--- Begin Data supplied ---

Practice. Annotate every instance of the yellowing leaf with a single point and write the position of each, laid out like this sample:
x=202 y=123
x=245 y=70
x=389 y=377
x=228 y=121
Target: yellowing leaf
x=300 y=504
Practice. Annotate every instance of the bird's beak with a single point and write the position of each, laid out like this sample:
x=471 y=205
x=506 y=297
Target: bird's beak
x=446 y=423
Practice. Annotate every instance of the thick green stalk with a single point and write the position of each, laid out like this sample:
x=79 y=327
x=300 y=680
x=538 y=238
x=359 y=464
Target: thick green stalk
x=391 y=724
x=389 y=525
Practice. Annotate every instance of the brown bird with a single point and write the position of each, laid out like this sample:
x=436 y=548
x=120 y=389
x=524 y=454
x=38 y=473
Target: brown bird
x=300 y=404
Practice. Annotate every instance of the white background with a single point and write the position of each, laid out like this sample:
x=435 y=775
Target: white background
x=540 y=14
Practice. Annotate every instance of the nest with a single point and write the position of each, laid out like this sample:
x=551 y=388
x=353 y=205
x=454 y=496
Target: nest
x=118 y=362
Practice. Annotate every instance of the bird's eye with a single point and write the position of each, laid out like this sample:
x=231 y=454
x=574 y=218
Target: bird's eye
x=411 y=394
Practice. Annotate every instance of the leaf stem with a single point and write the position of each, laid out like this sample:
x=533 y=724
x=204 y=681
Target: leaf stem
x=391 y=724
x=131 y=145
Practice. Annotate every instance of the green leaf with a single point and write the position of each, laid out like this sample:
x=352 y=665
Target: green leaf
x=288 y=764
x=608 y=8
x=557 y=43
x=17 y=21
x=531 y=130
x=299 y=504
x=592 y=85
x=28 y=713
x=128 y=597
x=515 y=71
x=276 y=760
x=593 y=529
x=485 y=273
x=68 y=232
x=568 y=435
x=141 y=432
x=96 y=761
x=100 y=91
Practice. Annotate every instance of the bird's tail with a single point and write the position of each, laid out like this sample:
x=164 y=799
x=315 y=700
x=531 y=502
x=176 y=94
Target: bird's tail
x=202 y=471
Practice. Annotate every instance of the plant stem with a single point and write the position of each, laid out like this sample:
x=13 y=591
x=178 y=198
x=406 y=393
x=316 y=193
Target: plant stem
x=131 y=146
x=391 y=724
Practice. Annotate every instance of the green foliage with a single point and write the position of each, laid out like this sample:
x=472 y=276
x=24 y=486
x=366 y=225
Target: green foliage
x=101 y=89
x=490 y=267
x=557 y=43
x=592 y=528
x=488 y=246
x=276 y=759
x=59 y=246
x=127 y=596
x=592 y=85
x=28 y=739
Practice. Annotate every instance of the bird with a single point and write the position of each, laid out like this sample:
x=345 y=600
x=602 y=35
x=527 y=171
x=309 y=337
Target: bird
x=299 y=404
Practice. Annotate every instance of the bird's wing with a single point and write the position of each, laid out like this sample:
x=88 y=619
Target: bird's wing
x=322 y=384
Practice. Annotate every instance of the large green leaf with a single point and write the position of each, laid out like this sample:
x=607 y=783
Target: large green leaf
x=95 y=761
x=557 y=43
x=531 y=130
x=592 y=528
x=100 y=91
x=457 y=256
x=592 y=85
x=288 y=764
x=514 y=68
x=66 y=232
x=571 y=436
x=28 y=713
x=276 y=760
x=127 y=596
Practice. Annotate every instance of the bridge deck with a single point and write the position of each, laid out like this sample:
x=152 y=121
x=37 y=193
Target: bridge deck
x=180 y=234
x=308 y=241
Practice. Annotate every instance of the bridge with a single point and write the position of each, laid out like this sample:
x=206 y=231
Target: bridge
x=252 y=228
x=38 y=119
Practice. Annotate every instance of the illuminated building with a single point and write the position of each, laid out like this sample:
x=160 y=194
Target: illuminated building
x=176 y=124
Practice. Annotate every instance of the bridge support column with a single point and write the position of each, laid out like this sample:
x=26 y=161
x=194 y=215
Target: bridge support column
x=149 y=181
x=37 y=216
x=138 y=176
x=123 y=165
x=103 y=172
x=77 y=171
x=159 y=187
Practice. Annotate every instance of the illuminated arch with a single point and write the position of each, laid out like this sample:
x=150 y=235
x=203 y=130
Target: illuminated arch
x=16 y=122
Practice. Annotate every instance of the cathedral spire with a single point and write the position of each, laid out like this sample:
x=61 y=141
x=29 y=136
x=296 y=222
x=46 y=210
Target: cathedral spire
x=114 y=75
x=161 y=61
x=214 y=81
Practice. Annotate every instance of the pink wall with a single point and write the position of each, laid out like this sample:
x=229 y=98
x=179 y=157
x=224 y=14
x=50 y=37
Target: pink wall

--- End Data supplied ---

Your objective: Reproduce the lines from the one containing "Practice. Annotate every instance of the illuminated building" through the final line, inclusive, substituting "brightly lit" for every occurrence of "illuminated" and leaving everything else unchanged.

The result:
Practice. Annotate every instance of the brightly lit building with a single point and write the position of each, laid out like this sample:
x=160 y=194
Target: brightly lit building
x=176 y=124
Practice. Annotate every instance of the bridge support column with a single point and write the position of each, laid out like this sample:
x=26 y=161
x=194 y=215
Target: bridge support column
x=149 y=181
x=37 y=216
x=138 y=176
x=123 y=165
x=103 y=172
x=77 y=171
x=159 y=187
Practice. Annotate every instance of the brightly lit arch with a single point and write the position of each, laid out like this sample:
x=150 y=235
x=203 y=130
Target: brightly lit arch
x=16 y=122
Practice. Annotate every instance of the cathedral spire with a single point and write the position of each, laid out like this sample:
x=61 y=141
x=29 y=136
x=296 y=222
x=46 y=210
Target: cathedral spire
x=114 y=75
x=161 y=61
x=214 y=81
Practice. Annotate every instance of the pink wall with a single point and write the position of each, laid out like this sample:
x=229 y=98
x=179 y=157
x=224 y=14
x=50 y=37
Target: pink wall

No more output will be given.